--- Work required ---
Print the line containing "of the cheek" and each line after it to the end of the material below. Print nothing else.

--- Data ---
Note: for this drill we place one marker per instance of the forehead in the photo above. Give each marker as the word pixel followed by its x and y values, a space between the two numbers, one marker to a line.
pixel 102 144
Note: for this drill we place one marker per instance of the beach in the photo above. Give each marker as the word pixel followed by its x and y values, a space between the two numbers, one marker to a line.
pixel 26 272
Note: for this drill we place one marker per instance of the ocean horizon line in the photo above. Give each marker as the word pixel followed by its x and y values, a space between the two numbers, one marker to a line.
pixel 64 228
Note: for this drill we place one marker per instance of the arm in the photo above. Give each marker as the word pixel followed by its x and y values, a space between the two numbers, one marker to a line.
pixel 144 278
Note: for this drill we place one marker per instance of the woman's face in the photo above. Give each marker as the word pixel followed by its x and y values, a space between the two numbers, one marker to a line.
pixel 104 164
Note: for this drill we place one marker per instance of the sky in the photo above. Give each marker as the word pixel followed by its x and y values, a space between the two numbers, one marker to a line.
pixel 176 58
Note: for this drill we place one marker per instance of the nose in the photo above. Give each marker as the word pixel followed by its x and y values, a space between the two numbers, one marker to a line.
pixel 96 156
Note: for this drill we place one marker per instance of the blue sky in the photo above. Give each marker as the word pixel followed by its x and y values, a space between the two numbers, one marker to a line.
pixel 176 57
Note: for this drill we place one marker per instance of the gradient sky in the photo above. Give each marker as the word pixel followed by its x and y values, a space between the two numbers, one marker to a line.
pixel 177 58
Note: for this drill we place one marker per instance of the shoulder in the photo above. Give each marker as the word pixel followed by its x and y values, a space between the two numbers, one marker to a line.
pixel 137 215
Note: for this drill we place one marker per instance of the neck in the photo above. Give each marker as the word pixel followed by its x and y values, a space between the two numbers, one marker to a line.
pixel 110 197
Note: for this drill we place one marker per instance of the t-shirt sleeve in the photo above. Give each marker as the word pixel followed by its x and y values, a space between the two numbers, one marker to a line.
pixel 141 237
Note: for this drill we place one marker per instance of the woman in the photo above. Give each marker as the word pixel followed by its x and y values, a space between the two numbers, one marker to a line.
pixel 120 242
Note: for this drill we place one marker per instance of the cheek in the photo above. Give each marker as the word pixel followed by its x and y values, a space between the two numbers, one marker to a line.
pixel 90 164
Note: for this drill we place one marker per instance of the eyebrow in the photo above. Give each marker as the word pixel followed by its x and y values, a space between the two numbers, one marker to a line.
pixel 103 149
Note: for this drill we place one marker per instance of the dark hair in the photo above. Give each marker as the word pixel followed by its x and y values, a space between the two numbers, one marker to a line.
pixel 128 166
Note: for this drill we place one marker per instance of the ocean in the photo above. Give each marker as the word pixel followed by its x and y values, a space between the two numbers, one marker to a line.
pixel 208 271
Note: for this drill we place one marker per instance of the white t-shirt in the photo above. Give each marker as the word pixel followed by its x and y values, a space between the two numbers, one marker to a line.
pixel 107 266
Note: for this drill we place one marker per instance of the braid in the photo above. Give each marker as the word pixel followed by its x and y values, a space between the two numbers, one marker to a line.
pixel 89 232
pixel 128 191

--- Answer box ---
Note: for this drill we place one marker per instance of the cheek in the photo above. Give each marker as the word pixel followed by its x and y values, a space between the two numbers, one marker to a line.
pixel 90 164
Note: for this drill we place one marker per instance of the eyebrow in the photo above. Give each marker as the word pixel followed by its x and y values, a space between the two numbers, one marker to a line.
pixel 103 149
Note: for this drill we place one marker per instance of the dark hair in the photo above. Give each marker as the word pixel followed by its x and y values, a space between the two numbers, one marker to a line.
pixel 128 166
Note: for this drill we place one marker per instance of the ocean in the photo above. Give each marker as the word pixel followed by its x and y values, a space between the two numbers, one marker to a line.
pixel 208 271
Note: for this drill we place one marker per instance of the white t-shirt in the photo above. Give each marker as the word pixel followed by its x and y values, a space between the two numbers, one marker to a line.
pixel 107 266
Note: for this drill we place one marker per instance of the braid in the photo above. Give each marker as the word pixel followed by its x and y values, a space between the two numbers, one marker to a line.
pixel 89 232
pixel 128 191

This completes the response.